THE PROBLEM → Copy the lines of the material below unchanged, beginning at the line that contains "identify the cluster" and ending after the line that contains "left=0, top=62, right=239, bottom=80", with both of those lines included.

......

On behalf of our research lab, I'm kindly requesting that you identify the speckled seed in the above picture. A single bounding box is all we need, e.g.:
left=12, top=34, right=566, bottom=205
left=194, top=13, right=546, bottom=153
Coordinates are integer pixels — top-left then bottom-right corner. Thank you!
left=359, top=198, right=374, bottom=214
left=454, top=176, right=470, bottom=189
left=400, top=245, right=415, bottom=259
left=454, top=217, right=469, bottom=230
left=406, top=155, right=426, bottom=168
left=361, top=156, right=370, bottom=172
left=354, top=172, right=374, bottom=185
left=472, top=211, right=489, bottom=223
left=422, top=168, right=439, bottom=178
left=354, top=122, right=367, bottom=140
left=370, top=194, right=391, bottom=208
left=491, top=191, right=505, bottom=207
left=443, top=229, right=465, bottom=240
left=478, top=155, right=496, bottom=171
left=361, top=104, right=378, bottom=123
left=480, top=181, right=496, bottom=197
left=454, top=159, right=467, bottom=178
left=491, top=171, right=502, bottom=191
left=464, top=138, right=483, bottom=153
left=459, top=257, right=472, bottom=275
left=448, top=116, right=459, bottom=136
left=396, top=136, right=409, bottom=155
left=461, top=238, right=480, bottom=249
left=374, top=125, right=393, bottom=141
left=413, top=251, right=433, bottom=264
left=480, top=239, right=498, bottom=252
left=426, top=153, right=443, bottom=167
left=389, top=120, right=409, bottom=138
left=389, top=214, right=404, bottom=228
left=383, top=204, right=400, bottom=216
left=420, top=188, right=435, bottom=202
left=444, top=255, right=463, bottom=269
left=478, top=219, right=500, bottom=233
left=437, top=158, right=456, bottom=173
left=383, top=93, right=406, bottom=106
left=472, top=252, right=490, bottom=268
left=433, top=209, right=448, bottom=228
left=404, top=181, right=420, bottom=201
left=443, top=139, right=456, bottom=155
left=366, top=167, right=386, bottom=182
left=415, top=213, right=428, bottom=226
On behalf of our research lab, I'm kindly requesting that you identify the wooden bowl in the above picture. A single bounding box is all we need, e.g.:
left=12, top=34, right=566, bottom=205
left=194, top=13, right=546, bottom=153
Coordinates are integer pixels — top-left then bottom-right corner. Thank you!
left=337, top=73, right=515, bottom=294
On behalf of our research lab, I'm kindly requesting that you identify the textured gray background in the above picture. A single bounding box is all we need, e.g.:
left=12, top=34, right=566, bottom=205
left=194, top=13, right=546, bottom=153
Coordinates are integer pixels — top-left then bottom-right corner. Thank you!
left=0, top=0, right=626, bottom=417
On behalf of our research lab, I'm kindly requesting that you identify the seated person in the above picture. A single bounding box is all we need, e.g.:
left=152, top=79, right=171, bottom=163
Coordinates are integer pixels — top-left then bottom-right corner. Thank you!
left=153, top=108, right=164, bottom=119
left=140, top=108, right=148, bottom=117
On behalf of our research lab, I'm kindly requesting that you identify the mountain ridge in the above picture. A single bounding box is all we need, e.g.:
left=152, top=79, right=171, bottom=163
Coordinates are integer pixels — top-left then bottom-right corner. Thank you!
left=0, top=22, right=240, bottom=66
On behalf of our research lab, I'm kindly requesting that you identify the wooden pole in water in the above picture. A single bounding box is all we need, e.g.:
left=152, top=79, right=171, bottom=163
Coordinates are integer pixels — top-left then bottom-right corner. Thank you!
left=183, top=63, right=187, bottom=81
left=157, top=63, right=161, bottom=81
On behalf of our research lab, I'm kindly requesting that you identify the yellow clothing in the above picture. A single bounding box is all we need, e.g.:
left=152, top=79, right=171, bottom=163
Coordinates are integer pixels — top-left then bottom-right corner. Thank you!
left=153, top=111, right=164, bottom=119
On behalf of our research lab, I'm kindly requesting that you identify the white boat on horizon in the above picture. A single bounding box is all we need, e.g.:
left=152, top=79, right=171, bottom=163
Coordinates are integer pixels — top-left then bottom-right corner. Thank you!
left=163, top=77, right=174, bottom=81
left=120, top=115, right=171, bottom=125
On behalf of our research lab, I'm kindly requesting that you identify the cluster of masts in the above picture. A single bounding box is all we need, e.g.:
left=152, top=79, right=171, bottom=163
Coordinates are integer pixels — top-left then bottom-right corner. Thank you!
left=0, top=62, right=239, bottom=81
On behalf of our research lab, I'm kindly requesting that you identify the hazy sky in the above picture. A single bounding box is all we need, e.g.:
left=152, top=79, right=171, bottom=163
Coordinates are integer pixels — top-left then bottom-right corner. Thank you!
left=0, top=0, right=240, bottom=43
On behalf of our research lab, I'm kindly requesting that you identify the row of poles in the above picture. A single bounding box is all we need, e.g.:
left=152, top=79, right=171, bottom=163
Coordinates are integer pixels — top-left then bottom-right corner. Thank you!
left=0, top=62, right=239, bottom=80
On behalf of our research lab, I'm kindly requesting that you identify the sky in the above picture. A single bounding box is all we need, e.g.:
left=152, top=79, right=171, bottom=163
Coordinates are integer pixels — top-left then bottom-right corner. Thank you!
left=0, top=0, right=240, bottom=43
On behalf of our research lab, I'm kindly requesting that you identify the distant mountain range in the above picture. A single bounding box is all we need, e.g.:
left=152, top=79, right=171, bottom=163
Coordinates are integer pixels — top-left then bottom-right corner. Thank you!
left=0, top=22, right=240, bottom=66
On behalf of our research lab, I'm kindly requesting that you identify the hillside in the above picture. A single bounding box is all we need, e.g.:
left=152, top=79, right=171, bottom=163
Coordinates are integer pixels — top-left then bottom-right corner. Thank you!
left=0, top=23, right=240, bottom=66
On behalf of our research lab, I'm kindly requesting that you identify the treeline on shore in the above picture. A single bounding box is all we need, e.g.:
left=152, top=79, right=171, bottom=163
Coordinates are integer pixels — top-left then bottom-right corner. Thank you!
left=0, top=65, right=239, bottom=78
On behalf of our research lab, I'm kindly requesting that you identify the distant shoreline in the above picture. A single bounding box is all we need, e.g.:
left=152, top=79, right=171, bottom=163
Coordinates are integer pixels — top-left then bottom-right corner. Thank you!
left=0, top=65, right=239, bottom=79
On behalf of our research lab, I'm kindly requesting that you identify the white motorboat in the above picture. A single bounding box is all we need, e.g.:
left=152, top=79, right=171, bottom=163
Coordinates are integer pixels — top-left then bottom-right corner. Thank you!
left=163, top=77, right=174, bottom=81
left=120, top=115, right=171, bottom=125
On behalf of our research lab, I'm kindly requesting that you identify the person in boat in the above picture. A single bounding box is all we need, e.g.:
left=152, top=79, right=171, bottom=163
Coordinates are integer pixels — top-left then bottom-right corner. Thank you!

......

TASK SOLUTION →
On behalf of our research lab, I'm kindly requesting that you identify the cluster of masts in the above picture. A single bounding box is all we need, e.g.:
left=152, top=79, right=171, bottom=163
Coordinates are integer pixels — top-left then bottom-right corner. Thank you!
left=0, top=62, right=239, bottom=81
On behalf of our research lab, I'm kindly requesting that you identify the hazy sky in the above picture. A single bounding box is all we need, e.g.:
left=152, top=79, right=171, bottom=163
Coordinates are integer pixels — top-left then bottom-right corner. Thank you!
left=0, top=0, right=240, bottom=43
On behalf of our research lab, I'm kindly requesting that you identify the row of poles in the above picture. A single bounding box is all we need, e.g.:
left=152, top=79, right=171, bottom=163
Coordinates are integer pixels — top-left then bottom-right corner. Thank you!
left=0, top=62, right=239, bottom=80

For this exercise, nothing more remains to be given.